RECORDS PROVIDED>
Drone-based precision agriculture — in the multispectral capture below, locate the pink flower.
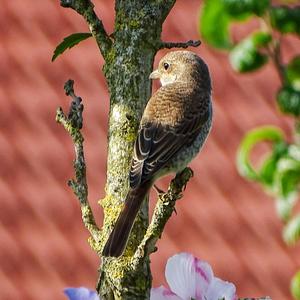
[150,253,237,300]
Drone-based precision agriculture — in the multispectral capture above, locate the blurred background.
[0,0,300,300]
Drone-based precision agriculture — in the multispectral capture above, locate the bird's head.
[149,51,210,86]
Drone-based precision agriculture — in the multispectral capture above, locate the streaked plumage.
[103,51,212,256]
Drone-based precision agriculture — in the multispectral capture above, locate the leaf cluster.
[199,0,300,116]
[199,0,300,299]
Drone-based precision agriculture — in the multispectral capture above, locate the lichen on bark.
[57,0,200,300]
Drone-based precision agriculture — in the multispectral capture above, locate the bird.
[102,50,212,257]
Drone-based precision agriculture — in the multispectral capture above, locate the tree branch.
[60,0,112,58]
[56,80,101,242]
[158,40,201,49]
[131,168,193,270]
[239,296,272,300]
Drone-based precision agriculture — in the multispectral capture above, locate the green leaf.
[199,0,232,49]
[237,126,284,184]
[51,32,92,61]
[229,32,272,73]
[270,5,300,34]
[276,86,300,116]
[291,271,300,300]
[283,215,300,245]
[259,142,287,189]
[223,0,270,18]
[286,56,300,91]
[276,157,300,198]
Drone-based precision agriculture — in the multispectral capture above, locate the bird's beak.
[149,70,160,79]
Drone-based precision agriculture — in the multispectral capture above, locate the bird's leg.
[153,184,166,196]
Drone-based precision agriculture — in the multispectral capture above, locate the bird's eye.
[164,63,170,70]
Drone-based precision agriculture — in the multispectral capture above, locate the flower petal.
[205,277,237,300]
[165,253,213,300]
[64,287,100,300]
[150,285,181,300]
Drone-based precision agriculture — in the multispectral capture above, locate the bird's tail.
[102,182,151,257]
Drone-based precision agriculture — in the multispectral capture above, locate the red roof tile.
[0,0,300,300]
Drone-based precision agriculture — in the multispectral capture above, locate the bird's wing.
[130,94,211,188]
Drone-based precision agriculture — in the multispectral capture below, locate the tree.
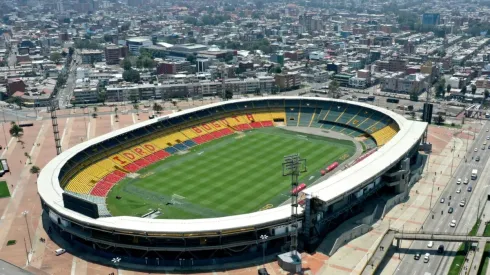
[434,114,445,125]
[410,89,419,101]
[121,57,131,71]
[271,84,280,95]
[49,52,62,64]
[133,104,140,116]
[9,121,24,141]
[114,107,119,122]
[7,96,22,109]
[186,54,196,64]
[461,86,467,95]
[328,79,340,98]
[29,165,41,177]
[97,89,107,105]
[129,91,140,103]
[224,90,233,100]
[29,165,41,177]
[446,84,453,97]
[153,103,163,114]
[436,77,446,97]
[123,69,141,83]
[24,152,32,164]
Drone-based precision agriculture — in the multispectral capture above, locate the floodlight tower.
[49,98,61,155]
[282,154,306,253]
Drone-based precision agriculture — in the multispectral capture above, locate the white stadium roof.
[38,96,427,233]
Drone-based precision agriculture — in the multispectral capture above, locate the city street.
[395,121,490,275]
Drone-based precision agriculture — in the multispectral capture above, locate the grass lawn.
[106,128,355,219]
[448,219,486,275]
[478,243,490,275]
[0,181,10,198]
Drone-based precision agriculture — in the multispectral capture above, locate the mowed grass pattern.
[107,128,355,219]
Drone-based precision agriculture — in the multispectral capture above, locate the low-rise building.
[80,50,103,64]
[274,72,301,90]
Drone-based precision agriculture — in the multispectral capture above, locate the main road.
[395,121,490,275]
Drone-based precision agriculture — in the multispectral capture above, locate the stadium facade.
[38,97,427,266]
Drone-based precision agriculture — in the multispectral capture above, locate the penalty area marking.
[260,203,274,211]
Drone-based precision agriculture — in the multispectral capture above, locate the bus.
[471,169,478,180]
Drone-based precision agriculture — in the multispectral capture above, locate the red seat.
[250,121,262,129]
[261,121,274,127]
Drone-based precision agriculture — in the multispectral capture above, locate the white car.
[449,220,456,227]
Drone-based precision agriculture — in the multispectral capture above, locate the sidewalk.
[460,185,490,275]
[361,231,395,275]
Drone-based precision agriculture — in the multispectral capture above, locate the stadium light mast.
[282,154,306,254]
[49,99,61,155]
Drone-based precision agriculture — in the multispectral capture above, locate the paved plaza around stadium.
[0,98,475,275]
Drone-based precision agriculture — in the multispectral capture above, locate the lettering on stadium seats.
[260,203,274,211]
[112,156,127,164]
[123,152,136,160]
[192,127,202,134]
[133,147,147,156]
[143,144,155,152]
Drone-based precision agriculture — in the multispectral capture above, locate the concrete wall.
[329,224,373,255]
[381,190,408,218]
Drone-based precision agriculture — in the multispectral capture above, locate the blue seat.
[174,143,189,151]
[184,140,197,147]
[165,147,179,155]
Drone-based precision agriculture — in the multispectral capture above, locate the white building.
[126,37,153,55]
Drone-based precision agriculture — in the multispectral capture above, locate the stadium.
[38,96,427,266]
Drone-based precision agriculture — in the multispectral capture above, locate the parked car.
[449,220,456,227]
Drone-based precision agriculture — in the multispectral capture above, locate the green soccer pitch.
[106,127,355,219]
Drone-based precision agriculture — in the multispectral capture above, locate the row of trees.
[9,121,41,175]
[436,78,490,99]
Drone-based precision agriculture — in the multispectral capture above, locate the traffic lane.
[396,122,488,274]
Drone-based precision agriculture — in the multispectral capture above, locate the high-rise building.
[104,45,128,65]
[422,13,441,25]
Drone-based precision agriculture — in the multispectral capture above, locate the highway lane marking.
[385,216,424,225]
[328,264,354,272]
[345,244,369,252]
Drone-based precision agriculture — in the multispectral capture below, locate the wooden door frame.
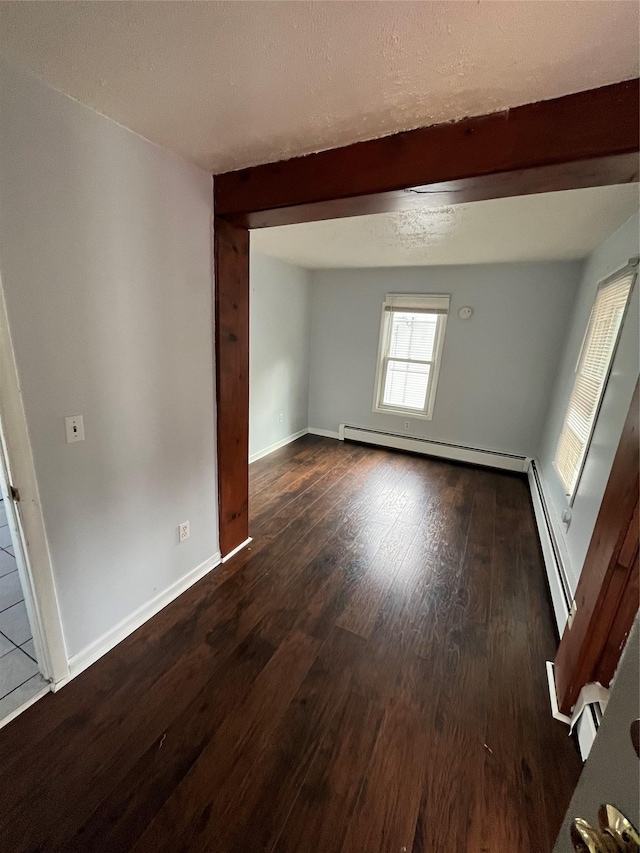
[214,79,640,556]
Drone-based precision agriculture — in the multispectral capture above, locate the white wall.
[0,60,218,656]
[539,214,640,593]
[309,262,581,455]
[249,251,311,460]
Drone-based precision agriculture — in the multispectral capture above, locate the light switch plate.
[64,415,84,444]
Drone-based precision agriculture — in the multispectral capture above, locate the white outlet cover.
[64,415,84,444]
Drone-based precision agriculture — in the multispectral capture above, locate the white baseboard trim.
[547,660,598,761]
[221,536,253,563]
[307,427,341,439]
[249,427,310,464]
[547,660,571,726]
[527,459,572,637]
[57,551,221,692]
[340,424,529,472]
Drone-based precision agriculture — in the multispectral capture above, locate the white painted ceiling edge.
[251,184,640,269]
[0,0,640,173]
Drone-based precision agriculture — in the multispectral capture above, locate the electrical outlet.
[64,415,84,444]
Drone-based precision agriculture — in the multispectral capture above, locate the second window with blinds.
[373,294,449,420]
[554,264,636,506]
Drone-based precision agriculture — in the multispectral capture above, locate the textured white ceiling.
[251,184,639,269]
[0,0,639,172]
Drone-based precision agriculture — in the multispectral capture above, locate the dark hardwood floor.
[0,436,581,853]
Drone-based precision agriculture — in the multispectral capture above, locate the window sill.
[371,406,433,421]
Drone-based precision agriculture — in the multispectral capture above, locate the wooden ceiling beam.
[214,79,640,228]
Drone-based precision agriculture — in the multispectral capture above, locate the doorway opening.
[0,432,50,726]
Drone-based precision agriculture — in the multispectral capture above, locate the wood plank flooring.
[0,436,581,853]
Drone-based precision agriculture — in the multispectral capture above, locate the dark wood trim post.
[214,216,249,557]
[555,384,640,714]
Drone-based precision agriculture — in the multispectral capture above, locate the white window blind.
[555,267,636,502]
[375,295,449,417]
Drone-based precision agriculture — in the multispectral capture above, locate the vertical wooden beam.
[555,384,640,714]
[214,216,249,557]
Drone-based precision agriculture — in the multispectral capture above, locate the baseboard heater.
[529,459,602,761]
[340,424,529,471]
[529,459,573,616]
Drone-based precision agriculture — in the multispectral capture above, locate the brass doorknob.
[571,804,640,853]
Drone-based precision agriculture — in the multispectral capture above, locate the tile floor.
[0,499,46,721]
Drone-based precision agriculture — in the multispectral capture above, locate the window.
[373,294,449,420]
[554,266,636,504]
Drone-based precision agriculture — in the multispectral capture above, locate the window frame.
[553,258,638,500]
[373,293,450,421]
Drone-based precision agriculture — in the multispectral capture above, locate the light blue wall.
[309,262,582,456]
[538,214,640,592]
[249,251,311,458]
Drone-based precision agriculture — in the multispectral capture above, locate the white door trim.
[0,281,69,682]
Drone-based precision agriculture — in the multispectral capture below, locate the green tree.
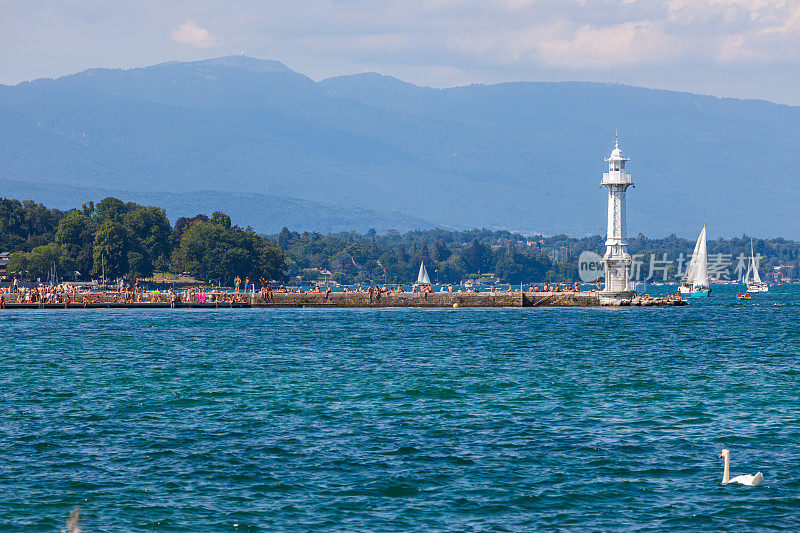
[173,212,286,282]
[55,211,96,275]
[6,243,75,280]
[92,220,131,278]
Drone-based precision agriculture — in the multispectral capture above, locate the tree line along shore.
[0,197,800,286]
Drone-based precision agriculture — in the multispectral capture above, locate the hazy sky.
[0,0,800,105]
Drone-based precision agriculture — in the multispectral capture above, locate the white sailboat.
[744,239,769,292]
[414,261,431,286]
[678,224,711,297]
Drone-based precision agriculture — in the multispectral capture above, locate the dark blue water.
[0,287,800,532]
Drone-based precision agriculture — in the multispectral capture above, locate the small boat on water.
[678,224,711,297]
[743,239,769,292]
[414,261,431,288]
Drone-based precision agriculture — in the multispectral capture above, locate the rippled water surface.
[0,287,800,532]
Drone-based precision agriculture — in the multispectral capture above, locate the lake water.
[0,286,800,532]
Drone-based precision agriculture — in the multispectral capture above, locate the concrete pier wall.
[3,292,686,309]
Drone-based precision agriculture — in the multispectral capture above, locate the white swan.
[719,448,764,487]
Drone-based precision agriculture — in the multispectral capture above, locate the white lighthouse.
[601,139,633,296]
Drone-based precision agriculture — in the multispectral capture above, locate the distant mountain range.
[0,56,800,238]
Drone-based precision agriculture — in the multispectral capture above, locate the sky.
[0,0,800,105]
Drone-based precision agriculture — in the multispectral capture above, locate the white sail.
[686,225,708,287]
[747,239,761,284]
[417,261,431,285]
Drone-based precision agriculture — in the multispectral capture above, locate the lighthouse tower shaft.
[601,141,633,295]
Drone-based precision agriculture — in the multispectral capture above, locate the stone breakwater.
[5,292,687,309]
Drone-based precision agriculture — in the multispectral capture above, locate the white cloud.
[169,20,216,48]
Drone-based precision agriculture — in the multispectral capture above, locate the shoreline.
[2,292,688,310]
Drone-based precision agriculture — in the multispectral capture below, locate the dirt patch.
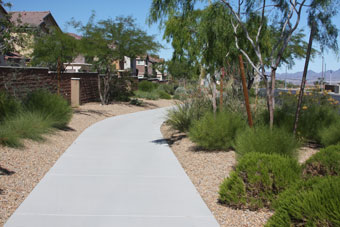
[0,100,174,226]
[161,124,272,226]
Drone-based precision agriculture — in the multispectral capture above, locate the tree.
[70,13,161,105]
[31,28,79,71]
[150,0,339,127]
[293,1,338,135]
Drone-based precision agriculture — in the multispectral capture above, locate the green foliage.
[218,171,246,207]
[219,152,301,209]
[158,84,175,95]
[189,111,245,150]
[266,177,340,227]
[31,28,79,70]
[24,90,72,128]
[174,87,188,100]
[0,91,22,122]
[236,126,299,157]
[158,90,171,99]
[304,145,340,176]
[0,112,53,147]
[130,99,143,106]
[263,92,340,142]
[319,121,340,146]
[138,80,158,92]
[167,96,212,132]
[134,90,159,100]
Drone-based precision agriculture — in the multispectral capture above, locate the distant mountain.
[276,69,340,84]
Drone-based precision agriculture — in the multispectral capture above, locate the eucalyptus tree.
[150,0,339,127]
[31,28,79,71]
[70,13,161,105]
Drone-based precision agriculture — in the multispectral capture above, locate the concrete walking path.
[5,108,219,227]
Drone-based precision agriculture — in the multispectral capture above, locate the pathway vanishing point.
[5,108,219,227]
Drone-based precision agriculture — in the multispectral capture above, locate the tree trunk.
[210,74,217,115]
[239,55,253,127]
[293,23,315,135]
[220,68,225,111]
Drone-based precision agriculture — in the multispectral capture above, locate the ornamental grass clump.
[319,119,340,147]
[0,91,22,122]
[189,111,245,150]
[303,144,340,176]
[219,152,301,210]
[235,126,299,158]
[266,176,340,227]
[24,90,73,129]
[0,111,54,147]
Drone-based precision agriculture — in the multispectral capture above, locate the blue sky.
[10,0,340,73]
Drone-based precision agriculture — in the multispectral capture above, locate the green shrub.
[24,90,72,128]
[304,145,340,176]
[235,126,299,157]
[138,80,158,92]
[189,111,245,150]
[0,91,22,122]
[158,90,171,99]
[268,93,340,143]
[134,90,159,100]
[319,120,340,146]
[266,177,340,227]
[219,152,301,209]
[167,96,212,132]
[0,112,54,147]
[174,87,188,100]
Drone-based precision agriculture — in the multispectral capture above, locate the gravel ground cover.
[161,124,317,227]
[0,100,174,226]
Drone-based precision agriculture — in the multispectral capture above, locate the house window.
[137,60,145,65]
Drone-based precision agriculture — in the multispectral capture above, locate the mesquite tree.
[70,13,161,105]
[150,0,337,127]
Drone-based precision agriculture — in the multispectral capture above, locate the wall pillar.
[71,78,81,107]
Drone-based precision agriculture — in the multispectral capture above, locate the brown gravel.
[161,124,318,227]
[0,100,173,226]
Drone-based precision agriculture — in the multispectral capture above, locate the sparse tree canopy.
[71,14,161,72]
[31,28,79,70]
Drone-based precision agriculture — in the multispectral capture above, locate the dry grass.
[0,100,173,226]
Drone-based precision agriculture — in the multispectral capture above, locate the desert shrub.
[319,120,340,146]
[24,90,72,128]
[0,91,22,122]
[189,111,245,150]
[167,96,212,132]
[235,126,299,157]
[138,80,158,92]
[219,152,301,209]
[263,92,340,142]
[174,87,188,100]
[134,90,159,100]
[266,177,340,227]
[158,90,171,99]
[0,111,54,147]
[158,84,175,95]
[109,77,133,102]
[304,145,340,176]
[218,171,246,207]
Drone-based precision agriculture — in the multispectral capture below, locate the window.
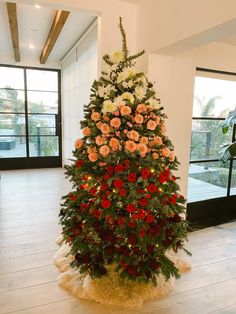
[188,70,236,203]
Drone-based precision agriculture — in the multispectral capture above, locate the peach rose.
[140,136,148,144]
[109,137,120,150]
[99,145,110,157]
[91,111,101,121]
[110,118,121,129]
[128,130,139,141]
[136,104,147,113]
[152,153,159,159]
[147,120,157,131]
[87,146,97,154]
[95,135,105,146]
[88,153,98,162]
[120,106,131,116]
[103,115,110,121]
[154,135,162,145]
[161,147,170,157]
[134,114,143,124]
[169,151,175,161]
[96,121,102,130]
[137,143,147,157]
[100,123,110,134]
[125,141,137,153]
[82,127,91,136]
[160,123,166,133]
[75,138,83,148]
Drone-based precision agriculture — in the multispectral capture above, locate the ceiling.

OBJECTIVE>
Rewrite the data from the line containing "red roof tile." through the line containing "[261,121,274,127]" as a JSON list of strings, one string per line and no blank lines. Leave the pictures out.

CORRECT RESULT>
[
  "Drone-based precision agriculture — in the multispectral capture above, locate the red roof tile.",
  "[0,0,300,300]",
  "Drone-based precision agriculture — in the multispectral capture above, locate the bird's wing.",
  "[130,94,211,188]",
  "Drone-based precision agriculture — in the multispectral capture below, locate the tree.",
  "[434,114,445,125]",
  "[410,89,419,101]",
  "[121,57,131,71]",
  "[271,84,280,95]",
  "[49,52,62,64]",
  "[133,104,140,116]",
  "[9,121,24,141]",
  "[114,107,119,122]",
  "[7,96,22,109]",
  "[186,54,196,64]",
  "[461,86,467,95]",
  "[328,79,340,98]",
  "[29,165,41,177]",
  "[97,89,107,105]",
  "[129,91,140,103]",
  "[224,90,233,100]",
  "[29,165,41,177]",
  "[446,84,453,97]",
  "[153,103,163,114]",
  "[436,77,446,97]",
  "[123,69,141,83]",
  "[24,152,32,164]",
  "Drone-based precision agriculture — in the multispectral capture above, locate the floodlight tower.",
  "[49,98,61,155]",
  "[282,154,306,253]",
  "Drone-based precision agriculture — in the multispectral capture above, locate the white stadium roof.",
  "[38,96,427,233]",
  "Drone-based precision agriculture — in the multispectral capture above, locate the city street.",
  "[395,121,490,275]",
  "Drone-based precision agriculture — in the multispectral capture above, locate the grass lawn.",
  "[106,128,355,219]",
  "[448,219,486,275]",
  "[478,243,490,275]",
  "[0,181,10,198]",
  "Drone-based precision agriculture — in the multispectral capture above, locate the mowed grass pattern.",
  "[107,128,355,219]",
  "Drone-based precision agriculture — in the multispectral capture above, locate the low-rise building.",
  "[80,50,103,64]",
  "[274,72,301,90]",
  "Drone-based precision agriculture — in the multispectral capture above, locate the main road.",
  "[395,121,490,275]",
  "Drone-based precision agriculture — in the multispectral capture above, locate the stadium facade.",
  "[38,97,427,266]",
  "Drone-based precision agriculture — in the multispectral capture above, locate the penalty area marking.",
  "[260,203,274,211]",
  "Drone-based precision agriculture — in the multispectral capture above, locate the bus.",
  "[471,169,478,180]",
  "Drone-based precision agriculture — in the multispectral capture above, locate the red seat.",
  "[250,121,262,129]",
  "[261,121,274,127]"
]